● Instruction
Render the data below as a Markdown table with two columns, Number and Text. Give each non-blank line its own row, numbered in order.

Entries drawn from a collection:
----------------------------------------

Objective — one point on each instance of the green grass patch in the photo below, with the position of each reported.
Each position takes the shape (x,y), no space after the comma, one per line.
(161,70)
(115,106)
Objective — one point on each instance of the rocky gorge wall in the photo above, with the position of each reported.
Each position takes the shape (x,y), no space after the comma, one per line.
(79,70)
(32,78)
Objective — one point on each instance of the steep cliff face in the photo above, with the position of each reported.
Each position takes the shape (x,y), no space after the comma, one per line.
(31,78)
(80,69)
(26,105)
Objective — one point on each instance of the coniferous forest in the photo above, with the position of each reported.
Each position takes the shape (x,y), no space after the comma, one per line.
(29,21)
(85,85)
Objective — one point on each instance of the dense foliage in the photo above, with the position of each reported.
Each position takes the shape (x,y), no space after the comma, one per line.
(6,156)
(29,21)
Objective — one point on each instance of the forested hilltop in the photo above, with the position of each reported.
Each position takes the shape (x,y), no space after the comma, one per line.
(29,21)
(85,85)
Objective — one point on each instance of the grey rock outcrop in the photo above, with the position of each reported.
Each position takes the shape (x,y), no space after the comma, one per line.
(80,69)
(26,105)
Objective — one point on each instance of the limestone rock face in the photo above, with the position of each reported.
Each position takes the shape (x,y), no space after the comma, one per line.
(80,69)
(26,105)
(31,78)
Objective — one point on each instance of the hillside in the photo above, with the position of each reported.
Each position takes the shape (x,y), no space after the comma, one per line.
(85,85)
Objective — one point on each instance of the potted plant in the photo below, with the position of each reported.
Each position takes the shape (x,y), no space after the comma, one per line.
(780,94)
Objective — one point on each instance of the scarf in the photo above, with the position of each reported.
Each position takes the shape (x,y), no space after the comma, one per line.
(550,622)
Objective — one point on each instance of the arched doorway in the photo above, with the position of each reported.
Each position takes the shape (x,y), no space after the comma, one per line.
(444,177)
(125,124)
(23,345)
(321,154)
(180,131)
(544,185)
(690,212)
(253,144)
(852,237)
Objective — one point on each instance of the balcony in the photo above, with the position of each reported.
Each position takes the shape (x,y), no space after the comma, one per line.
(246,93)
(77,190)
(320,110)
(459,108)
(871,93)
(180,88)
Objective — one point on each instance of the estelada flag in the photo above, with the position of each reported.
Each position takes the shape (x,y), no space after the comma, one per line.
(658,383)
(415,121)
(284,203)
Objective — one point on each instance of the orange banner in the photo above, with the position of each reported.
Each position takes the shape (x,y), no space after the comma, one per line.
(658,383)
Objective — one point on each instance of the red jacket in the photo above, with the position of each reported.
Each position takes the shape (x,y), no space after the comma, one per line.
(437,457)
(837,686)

----------------------------------------

● Expected answer
| Number | Text |
|---|---|
| 1 | Objective — one point on each instance of the green grass patch in the photo below, with the position of each reported. |
| 2 | Each position takes the shape (x,y), no space after the comma, one per line. |
| 3 | (161,70) |
| 4 | (115,106) |
| 5 | Objective — one point on each instance of the rocky gorge wall in the photo above, with the position of each reported. |
| 6 | Each position takes the shape (x,y), no space after the comma, one per line. |
| 7 | (79,70) |
| 8 | (32,78) |
| 9 | Objective — one point on each instance of the steep cliff face in the photo above, with the position of each reported. |
| 10 | Each position takes the shape (x,y), no space after the comma, one per line. |
| 11 | (31,78) |
| 12 | (80,69) |
| 13 | (26,105) |
| 14 | Objective — one point on each instance of the coniferous forest in the photo above, with the position of each reported. |
| 15 | Each position takes the shape (x,y), no space after the comma, one per line. |
| 16 | (29,21) |
| 17 | (85,85) |
| 18 | Objective — one point on each instance of the dense foliage in the photo above, with the position of each reported. |
| 19 | Each position takes the shape (x,y), no space after the comma, one per line. |
| 20 | (6,156) |
| 21 | (29,21) |
| 22 | Objective — one point on each instance of the forested hilltop in the photo above, with the position of each reported. |
| 23 | Each position takes the shape (x,y), no space after the comma, one per line. |
| 24 | (29,21) |
| 25 | (85,85) |
| 26 | Objective — one point on each instance of the grey rock outcrop in the photo above, with the position of each reported. |
| 27 | Each position takes the shape (x,y), no space after the comma, one per line. |
| 28 | (80,69) |
| 29 | (26,105) |
| 30 | Objective — one point on each instance of the limestone rock face in the photo above, with the position of each reported. |
| 31 | Each position takes the shape (x,y), no space after the comma, one per line. |
| 32 | (80,69) |
| 33 | (26,105) |
| 34 | (31,78) |
| 35 | Objective — one point on each instance of the hillside in the photo above, with the position of each reported. |
| 36 | Each position takes the shape (x,y), no space after the comma, one per line. |
| 37 | (85,85) |
| 38 | Objective — one point on each instance of the potted plant in the photo below, with the position of each reported. |
| 39 | Each position takes the shape (x,y), no space after the comma, one per line. |
| 40 | (780,94) |
| 41 | Objective — one point on each instance of the scarf in the photo above, with the position of each reported. |
| 42 | Each position takes the shape (x,y), no space after the comma, one per line. |
| 43 | (550,622) |
| 44 | Objective — one point on each instance of the arched doorway in the photo above, with the position of each reported. |
| 45 | Each position takes the shape (x,y), no space after the comma, one per line. |
| 46 | (444,177) |
| 47 | (125,124) |
| 48 | (23,345) |
| 49 | (321,154) |
| 50 | (180,131) |
| 51 | (544,185) |
| 52 | (690,212) |
| 53 | (253,144) |
| 54 | (852,237) |
| 55 | Objective — one point on each instance of the balcony in the photo above, with the position of each reported. |
| 56 | Each position takes the shape (x,y), no space after the comma, one per line. |
| 57 | (246,93) |
| 58 | (77,190) |
| 59 | (320,110) |
| 60 | (459,108) |
| 61 | (871,93) |
| 62 | (180,88) |
| 63 | Objective — one point on each instance of the estelada flag in the photo above, with the position of each reported. |
| 64 | Each position takes the shape (x,y), no space after the comma, one per line. |
| 65 | (658,383) |
| 66 | (415,121) |
| 67 | (284,203) |
| 68 | Objective — one point on each instance of the orange banner in the photo above, with the position of each reported. |
| 69 | Each position takes the shape (x,y), no space after the comma, one per line. |
| 70 | (658,383) |
| 71 | Objective — one point on each instance of the red jacket in the photo above, with the position of each reported. |
| 72 | Each position takes the shape (x,y), no space after the comma, one per line. |
| 73 | (437,457) |
| 74 | (837,686) |